# Required action
Transcribe exactly the line containing "each like [13,88]." and the remaining lines of the listing below, through the very last.

....

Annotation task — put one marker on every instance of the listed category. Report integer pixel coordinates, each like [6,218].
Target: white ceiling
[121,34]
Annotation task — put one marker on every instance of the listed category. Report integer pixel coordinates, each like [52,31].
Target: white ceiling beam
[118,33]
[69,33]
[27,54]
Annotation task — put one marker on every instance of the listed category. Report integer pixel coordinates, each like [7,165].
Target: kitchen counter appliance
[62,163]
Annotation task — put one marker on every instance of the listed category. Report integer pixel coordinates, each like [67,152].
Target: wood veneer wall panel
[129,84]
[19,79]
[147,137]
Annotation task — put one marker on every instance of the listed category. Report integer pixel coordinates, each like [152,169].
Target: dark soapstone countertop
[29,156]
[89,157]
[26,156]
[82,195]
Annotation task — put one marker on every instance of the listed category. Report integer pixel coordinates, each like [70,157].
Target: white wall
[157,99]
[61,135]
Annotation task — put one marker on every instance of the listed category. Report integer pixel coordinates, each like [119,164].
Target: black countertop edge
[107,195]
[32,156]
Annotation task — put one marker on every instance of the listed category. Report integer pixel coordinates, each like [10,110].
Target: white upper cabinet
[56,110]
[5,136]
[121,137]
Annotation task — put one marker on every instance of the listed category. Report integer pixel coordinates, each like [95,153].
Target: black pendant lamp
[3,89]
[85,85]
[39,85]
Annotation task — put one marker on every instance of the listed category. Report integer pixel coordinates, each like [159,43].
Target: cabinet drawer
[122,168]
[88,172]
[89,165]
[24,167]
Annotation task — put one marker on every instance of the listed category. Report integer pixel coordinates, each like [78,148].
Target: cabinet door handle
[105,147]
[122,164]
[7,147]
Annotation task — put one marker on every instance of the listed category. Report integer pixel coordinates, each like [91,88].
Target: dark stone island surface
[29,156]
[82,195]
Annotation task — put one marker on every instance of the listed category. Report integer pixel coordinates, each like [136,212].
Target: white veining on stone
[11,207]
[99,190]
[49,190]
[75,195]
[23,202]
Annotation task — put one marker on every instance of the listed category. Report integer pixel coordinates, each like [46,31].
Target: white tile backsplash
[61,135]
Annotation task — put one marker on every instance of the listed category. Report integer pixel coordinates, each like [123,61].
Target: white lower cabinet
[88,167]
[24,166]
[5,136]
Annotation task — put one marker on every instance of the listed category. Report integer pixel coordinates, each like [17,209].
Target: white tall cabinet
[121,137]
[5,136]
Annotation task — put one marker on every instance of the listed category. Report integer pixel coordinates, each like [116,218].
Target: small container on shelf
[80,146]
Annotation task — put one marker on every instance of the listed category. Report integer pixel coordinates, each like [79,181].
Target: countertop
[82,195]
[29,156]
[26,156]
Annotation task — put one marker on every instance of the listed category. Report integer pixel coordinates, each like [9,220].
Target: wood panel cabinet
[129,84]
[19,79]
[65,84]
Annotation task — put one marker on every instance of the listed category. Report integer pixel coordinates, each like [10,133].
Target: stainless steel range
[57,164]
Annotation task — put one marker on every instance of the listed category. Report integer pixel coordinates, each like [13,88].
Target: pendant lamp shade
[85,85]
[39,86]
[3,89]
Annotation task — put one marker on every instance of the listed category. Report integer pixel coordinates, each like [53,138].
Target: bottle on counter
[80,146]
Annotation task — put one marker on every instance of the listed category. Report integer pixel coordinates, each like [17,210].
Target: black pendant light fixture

....

# Solution for this task
Annotation task — put one marker on every instance of the listed category. Report integer pixel coordinates, each like [13,88].
Target: pendant lamp shade
[85,85]
[39,86]
[3,89]
Annotation task — put one marker on every instance of the listed category. Report integer pixel coordinates, each like [53,138].
Target: bottle on counter
[80,146]
Annotation task — put one marker on every instance of the listed category. Report integer pixel coordinates, each like [17,210].
Target: black pendant light fixture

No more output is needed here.